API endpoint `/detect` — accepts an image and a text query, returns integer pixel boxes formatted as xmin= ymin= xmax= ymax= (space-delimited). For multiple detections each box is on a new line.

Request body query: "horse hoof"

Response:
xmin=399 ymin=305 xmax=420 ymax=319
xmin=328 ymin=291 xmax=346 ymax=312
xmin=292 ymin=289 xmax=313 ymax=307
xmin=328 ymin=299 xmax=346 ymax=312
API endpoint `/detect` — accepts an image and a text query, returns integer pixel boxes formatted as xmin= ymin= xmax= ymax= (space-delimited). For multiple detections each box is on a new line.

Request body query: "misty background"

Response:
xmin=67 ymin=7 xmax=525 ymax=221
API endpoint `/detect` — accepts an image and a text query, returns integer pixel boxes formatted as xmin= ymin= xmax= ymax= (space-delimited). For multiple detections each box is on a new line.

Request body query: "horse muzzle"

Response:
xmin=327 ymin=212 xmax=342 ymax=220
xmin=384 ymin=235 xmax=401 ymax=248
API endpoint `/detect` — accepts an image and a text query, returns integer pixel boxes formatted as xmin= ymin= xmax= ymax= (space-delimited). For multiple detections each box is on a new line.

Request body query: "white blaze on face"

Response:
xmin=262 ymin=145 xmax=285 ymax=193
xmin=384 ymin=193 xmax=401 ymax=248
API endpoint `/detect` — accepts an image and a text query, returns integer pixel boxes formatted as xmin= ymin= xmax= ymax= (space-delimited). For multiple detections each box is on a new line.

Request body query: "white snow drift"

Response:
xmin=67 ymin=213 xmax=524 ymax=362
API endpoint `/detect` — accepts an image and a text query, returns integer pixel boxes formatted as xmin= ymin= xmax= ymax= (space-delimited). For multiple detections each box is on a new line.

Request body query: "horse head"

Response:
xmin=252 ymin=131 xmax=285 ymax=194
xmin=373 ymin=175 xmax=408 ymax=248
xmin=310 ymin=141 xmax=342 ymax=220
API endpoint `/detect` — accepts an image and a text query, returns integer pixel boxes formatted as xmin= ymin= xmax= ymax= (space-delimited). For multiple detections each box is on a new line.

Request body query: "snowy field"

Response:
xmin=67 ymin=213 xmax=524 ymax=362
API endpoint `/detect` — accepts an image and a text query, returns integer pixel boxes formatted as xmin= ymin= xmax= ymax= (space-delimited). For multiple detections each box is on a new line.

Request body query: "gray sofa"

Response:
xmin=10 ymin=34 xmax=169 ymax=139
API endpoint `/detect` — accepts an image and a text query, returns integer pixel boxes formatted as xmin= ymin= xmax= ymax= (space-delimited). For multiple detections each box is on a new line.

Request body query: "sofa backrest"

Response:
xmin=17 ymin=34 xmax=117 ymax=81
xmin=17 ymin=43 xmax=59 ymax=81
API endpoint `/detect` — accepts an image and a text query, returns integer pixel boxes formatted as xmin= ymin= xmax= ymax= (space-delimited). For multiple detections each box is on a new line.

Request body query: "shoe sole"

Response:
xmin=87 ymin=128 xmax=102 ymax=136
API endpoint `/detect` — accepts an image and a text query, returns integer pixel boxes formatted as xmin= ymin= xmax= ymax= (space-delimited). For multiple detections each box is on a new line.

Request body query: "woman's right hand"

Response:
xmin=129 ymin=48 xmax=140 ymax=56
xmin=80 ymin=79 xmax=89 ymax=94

☆ ☆ ☆ ☆ ☆

GIVEN REQUEST: Extract every line from the records above that contains the string "body". Treat uppercase and lowercase letters as different when matching.

EXERCISE RESULT:
Request body query: "horse hoof"
Request body query: "misty background"
Request body query: "horse muzzle"
Request body query: "white blaze on face"
Request body query: "white snow drift"
Request body query: "horse head"
Request body query: "snowy field"
Request body query: "gray sofa"
Request body query: "sofa backrest"
Request body query: "shoe sole"
Request body query: "woman's right hand"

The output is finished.